[RECORD EXCERPTS]:
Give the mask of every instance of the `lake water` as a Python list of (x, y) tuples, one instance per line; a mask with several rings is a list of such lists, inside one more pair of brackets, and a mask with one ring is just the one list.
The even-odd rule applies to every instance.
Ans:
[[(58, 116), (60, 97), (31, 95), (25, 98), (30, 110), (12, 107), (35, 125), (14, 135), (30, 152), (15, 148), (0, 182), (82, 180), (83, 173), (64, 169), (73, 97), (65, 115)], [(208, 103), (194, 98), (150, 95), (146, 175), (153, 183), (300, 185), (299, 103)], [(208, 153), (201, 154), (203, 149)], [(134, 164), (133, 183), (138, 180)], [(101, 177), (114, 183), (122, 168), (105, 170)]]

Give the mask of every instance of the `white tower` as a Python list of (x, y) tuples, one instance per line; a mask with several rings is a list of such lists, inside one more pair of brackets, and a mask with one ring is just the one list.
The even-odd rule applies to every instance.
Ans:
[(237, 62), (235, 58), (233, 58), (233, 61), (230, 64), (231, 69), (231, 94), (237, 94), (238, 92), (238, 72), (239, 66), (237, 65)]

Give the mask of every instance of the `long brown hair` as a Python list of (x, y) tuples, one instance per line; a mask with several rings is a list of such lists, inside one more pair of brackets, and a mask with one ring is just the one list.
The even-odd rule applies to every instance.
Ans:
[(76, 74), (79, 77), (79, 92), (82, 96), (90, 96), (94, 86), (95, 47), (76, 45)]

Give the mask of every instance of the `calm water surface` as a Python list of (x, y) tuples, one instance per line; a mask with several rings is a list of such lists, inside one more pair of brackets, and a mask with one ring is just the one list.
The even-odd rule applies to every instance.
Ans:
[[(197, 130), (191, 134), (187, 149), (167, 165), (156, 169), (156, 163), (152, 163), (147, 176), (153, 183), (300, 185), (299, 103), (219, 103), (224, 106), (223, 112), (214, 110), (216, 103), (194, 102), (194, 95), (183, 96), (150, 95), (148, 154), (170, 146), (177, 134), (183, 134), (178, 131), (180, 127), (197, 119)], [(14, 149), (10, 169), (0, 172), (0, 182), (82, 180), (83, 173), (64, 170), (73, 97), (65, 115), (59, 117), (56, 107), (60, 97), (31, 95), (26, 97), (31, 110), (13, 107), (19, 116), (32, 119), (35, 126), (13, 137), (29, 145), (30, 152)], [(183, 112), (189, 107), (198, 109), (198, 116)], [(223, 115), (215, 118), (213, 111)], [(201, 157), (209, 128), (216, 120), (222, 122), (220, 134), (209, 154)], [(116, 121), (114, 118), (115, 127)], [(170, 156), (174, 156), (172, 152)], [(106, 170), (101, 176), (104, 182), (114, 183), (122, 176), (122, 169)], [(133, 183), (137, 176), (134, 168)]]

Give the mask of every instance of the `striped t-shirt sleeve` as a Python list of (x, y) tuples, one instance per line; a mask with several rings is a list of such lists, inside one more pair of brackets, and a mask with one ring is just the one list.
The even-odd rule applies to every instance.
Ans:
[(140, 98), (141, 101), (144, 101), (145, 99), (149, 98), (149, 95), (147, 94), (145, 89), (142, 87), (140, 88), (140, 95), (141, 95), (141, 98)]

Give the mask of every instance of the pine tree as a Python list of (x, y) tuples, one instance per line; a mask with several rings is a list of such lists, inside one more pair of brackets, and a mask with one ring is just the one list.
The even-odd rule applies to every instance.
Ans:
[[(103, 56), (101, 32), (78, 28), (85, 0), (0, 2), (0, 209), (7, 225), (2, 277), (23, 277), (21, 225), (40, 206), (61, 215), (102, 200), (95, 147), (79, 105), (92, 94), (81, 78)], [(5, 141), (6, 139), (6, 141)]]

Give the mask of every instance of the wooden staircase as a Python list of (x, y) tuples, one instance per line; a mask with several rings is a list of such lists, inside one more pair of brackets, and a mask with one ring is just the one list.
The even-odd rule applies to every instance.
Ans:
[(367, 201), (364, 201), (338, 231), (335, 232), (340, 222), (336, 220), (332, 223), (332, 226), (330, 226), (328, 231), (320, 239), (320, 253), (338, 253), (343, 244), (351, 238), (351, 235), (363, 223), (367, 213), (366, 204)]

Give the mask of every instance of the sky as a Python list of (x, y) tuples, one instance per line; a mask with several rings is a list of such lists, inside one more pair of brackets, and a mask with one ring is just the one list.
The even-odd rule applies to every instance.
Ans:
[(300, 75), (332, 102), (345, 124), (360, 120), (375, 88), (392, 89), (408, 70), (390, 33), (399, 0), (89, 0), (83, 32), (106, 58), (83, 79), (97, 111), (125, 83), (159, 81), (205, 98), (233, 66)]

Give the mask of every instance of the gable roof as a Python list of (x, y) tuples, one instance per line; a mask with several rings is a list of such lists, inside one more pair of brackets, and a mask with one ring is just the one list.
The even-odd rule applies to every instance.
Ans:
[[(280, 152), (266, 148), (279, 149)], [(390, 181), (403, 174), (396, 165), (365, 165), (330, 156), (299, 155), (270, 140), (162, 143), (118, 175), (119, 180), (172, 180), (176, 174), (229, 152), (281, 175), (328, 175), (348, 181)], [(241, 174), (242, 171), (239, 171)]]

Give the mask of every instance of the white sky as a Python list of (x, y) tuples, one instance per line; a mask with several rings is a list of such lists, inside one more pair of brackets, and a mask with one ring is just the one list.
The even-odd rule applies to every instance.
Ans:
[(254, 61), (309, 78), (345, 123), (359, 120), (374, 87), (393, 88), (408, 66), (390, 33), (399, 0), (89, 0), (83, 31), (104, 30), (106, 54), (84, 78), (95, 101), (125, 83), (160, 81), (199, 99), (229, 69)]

[YOUR TASK]: All lines above with the word "white" need to be reported.

[RESULT FOR THIS TASK]:
Give the mask of every instance of the `white tower` as a Python list of (x, y) tuples, one instance per line; a mask with several rings is a list of such lists, inside one more pair of brackets, and a mask with one ring is just the one list.
Give the mask of every instance of the white sky as a Python list of (x, y) tuples, one instance per line; a mask with several rings is a list of such lists, inside one more pair of brackets, and a mask with one ring is just the one list.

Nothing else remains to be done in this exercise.